=== Section Start ===

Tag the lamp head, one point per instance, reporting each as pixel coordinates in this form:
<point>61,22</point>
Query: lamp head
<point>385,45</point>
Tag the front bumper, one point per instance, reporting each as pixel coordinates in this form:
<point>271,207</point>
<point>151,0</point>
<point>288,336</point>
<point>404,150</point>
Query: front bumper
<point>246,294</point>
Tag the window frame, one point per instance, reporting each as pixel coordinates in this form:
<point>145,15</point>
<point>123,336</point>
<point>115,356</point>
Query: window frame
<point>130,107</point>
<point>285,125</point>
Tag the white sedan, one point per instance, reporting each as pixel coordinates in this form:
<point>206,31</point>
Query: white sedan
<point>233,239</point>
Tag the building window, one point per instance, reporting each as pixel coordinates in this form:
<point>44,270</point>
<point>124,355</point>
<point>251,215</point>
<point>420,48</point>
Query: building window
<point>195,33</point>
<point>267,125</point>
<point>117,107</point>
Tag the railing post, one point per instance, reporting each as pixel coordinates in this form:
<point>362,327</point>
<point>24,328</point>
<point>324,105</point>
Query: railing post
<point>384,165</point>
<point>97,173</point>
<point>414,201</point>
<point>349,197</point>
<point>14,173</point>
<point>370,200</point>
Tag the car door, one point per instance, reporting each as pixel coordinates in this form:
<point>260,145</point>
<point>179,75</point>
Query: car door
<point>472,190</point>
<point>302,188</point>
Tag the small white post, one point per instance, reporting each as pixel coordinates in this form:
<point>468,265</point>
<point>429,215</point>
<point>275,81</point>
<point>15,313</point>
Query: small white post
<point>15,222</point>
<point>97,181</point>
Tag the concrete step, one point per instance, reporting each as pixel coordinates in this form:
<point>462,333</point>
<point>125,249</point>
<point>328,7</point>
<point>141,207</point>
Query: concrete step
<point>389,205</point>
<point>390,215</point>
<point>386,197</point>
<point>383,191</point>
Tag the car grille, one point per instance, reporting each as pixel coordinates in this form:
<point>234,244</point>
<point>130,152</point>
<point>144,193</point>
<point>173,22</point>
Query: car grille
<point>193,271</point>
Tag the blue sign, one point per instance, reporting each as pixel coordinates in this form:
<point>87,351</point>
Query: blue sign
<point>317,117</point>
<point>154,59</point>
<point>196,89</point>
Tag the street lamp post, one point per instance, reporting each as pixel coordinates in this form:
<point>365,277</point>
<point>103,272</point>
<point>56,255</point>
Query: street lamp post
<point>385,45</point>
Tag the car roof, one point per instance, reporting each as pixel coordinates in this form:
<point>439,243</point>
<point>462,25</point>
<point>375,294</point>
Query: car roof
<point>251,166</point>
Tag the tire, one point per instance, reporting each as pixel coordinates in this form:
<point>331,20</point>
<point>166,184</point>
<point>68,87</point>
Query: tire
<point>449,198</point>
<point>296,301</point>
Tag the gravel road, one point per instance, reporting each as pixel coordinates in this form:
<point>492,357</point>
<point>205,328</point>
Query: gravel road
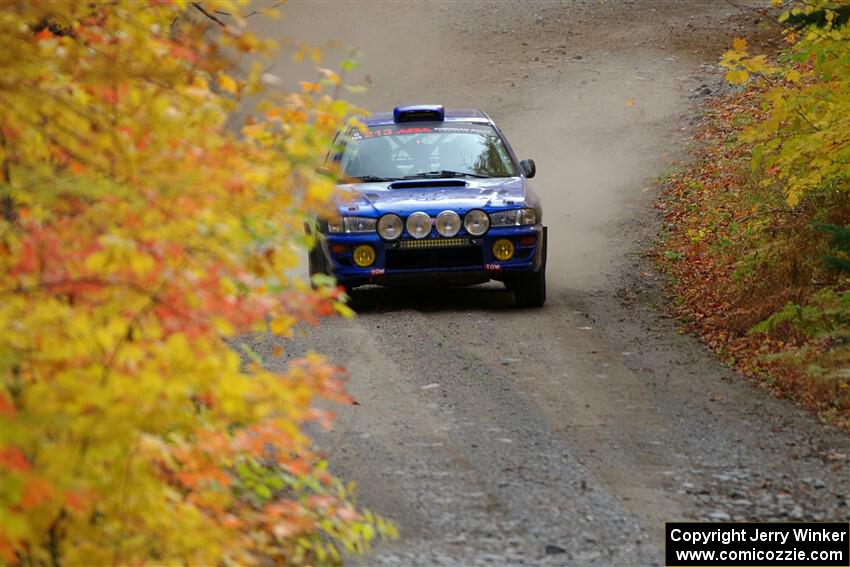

=== Section End ===

TO DO =>
Output all of the data word for word, excluding any pictures.

WRITTEN RESPONSE =>
Tag the lamp head, one point per instance, reporting each as pixel coordinates in this form:
<point>61,22</point>
Query: lamp head
<point>385,45</point>
Tag the front bumper, one point per instance, reporting each as pixel coordinates in this form:
<point>271,207</point>
<point>151,0</point>
<point>288,336</point>
<point>404,150</point>
Query: front bumper
<point>246,294</point>
Tag the window frame, one point per instance, reporting each as pixel coordinates in this form:
<point>145,15</point>
<point>123,336</point>
<point>115,356</point>
Query: window frame
<point>130,107</point>
<point>285,125</point>
Tag the white sedan, one point per instance, reporting each as pixel coordinates in this form:
<point>206,31</point>
Query: white sedan
<point>233,239</point>
Tag the building window, one point per instance, reporting each as pixel coordinates in this form:
<point>44,270</point>
<point>124,355</point>
<point>251,215</point>
<point>420,48</point>
Query: building window
<point>195,33</point>
<point>267,125</point>
<point>117,107</point>
Tag the railing post, one point per instance, reporting each as pixel coordinates in this form:
<point>362,327</point>
<point>24,328</point>
<point>324,105</point>
Query: railing post
<point>384,165</point>
<point>97,173</point>
<point>414,201</point>
<point>349,197</point>
<point>14,173</point>
<point>370,200</point>
Tag the car door, one point per instance, reporting each as pixel coordinates in this form:
<point>260,145</point>
<point>179,75</point>
Query: car door
<point>472,190</point>
<point>302,188</point>
Tag the small white post, one point per instance, reporting each as pixel coordinates in this form:
<point>468,265</point>
<point>429,215</point>
<point>275,81</point>
<point>15,313</point>
Query: small white post
<point>15,222</point>
<point>97,181</point>
Tag the concrete step, one point per instance, reporting each as pixel coordinates in this form:
<point>462,333</point>
<point>125,249</point>
<point>328,7</point>
<point>141,207</point>
Query: concrete step
<point>389,205</point>
<point>390,215</point>
<point>386,197</point>
<point>383,191</point>
Tag the car grille, one point per instance, reporting each as pixel coordinates in this form:
<point>234,244</point>
<point>130,152</point>
<point>144,193</point>
<point>173,22</point>
Query: car grille
<point>193,271</point>
Tag the blue sign, one point per instance, reporting each as pixel coordinates in this form:
<point>87,351</point>
Query: blue sign
<point>317,117</point>
<point>154,59</point>
<point>196,89</point>
Tag the street lamp post, one point per instance, reporting each as pixel coordinates in this form:
<point>365,277</point>
<point>103,272</point>
<point>56,255</point>
Query: street lamp post
<point>385,45</point>
Tag the car roof, one point per instance, reporting each as pixel coordinates in this form:
<point>439,243</point>
<point>462,25</point>
<point>375,294</point>
Query: car roof
<point>251,166</point>
Tag the tire, one point per instance, reporting each as pixel coordinates in this form:
<point>331,20</point>
<point>166,184</point>
<point>68,87</point>
Query: tire
<point>449,198</point>
<point>296,301</point>
Tag the gravel road, one point per instance, reporting each as pixel coordinates in this form:
<point>492,357</point>
<point>205,328</point>
Query: gravel road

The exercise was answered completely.